DESCRIPTION OF THE TASK:
Count the lines below that contain the string "ball", treating uppercase and lowercase as distinct, and give only the number.

[Rows from an object-pointing dataset]

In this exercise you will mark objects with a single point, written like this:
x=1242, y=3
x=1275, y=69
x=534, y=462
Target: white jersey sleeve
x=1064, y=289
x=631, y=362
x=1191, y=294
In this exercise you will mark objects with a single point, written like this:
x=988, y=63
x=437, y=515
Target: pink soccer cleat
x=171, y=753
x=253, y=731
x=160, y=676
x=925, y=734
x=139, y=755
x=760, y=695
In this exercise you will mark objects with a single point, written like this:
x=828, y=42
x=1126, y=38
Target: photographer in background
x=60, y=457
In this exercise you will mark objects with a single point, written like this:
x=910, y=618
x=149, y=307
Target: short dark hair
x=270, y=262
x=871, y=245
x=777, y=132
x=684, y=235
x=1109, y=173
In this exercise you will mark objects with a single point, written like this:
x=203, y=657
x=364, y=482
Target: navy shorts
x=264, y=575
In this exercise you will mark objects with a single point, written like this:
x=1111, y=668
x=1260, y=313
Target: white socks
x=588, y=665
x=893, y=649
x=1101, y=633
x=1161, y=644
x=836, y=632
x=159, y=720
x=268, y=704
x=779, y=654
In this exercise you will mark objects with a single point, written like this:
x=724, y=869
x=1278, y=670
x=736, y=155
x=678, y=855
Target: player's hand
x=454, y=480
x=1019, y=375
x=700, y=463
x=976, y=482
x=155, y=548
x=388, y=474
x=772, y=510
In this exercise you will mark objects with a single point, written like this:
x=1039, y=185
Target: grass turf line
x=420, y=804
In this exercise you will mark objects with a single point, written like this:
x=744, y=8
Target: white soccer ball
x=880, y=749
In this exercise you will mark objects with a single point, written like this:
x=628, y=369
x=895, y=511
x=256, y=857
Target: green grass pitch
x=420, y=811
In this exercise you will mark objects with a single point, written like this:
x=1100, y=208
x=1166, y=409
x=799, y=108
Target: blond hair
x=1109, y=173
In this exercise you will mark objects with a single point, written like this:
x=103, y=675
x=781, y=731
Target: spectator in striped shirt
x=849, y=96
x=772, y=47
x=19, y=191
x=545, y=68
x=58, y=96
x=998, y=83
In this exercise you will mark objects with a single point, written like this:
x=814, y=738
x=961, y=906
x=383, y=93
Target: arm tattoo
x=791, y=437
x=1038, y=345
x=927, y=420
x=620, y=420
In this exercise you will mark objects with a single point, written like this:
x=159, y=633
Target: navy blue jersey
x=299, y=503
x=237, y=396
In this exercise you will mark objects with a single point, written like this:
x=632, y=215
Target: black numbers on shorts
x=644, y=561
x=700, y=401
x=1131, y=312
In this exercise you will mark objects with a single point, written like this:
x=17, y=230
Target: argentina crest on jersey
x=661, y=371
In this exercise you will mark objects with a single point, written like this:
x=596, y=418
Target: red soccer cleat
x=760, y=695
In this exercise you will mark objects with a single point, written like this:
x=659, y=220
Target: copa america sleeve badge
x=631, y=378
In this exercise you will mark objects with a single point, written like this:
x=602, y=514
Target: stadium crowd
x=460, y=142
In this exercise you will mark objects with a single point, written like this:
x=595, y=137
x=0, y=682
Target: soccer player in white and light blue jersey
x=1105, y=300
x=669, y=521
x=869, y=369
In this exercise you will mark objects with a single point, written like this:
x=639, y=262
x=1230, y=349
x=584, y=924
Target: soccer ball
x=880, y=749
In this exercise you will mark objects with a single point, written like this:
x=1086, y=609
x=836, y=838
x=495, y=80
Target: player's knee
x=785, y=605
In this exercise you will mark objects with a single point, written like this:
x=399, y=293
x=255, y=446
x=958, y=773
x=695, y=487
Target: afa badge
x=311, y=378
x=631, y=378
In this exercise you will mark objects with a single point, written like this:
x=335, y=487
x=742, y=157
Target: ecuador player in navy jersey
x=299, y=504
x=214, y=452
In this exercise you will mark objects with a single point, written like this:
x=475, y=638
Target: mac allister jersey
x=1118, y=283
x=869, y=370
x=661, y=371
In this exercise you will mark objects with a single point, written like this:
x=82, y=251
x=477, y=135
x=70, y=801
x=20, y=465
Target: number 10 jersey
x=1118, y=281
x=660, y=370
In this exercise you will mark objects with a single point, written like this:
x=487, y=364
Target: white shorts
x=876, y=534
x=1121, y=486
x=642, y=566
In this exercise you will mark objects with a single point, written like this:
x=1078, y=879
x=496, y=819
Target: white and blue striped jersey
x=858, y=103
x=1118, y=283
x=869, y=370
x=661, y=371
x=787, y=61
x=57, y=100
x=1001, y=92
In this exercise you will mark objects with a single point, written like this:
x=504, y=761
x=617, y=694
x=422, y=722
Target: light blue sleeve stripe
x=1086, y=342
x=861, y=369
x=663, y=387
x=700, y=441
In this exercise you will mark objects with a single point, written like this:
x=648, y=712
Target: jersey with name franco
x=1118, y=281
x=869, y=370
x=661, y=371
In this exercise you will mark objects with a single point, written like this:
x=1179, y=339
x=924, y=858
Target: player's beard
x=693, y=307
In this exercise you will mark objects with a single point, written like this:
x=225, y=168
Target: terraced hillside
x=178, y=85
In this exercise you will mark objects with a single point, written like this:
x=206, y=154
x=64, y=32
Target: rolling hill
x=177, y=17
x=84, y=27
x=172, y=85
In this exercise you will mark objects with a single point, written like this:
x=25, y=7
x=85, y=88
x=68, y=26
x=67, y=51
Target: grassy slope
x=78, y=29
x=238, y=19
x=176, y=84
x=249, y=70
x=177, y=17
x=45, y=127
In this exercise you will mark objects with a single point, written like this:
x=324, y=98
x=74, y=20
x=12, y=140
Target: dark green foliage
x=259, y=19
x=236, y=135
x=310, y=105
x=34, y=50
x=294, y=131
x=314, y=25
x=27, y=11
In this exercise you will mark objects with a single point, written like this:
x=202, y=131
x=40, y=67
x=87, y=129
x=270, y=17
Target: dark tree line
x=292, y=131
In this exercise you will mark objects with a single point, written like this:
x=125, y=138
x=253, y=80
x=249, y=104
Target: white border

COMPLETED TASK:
2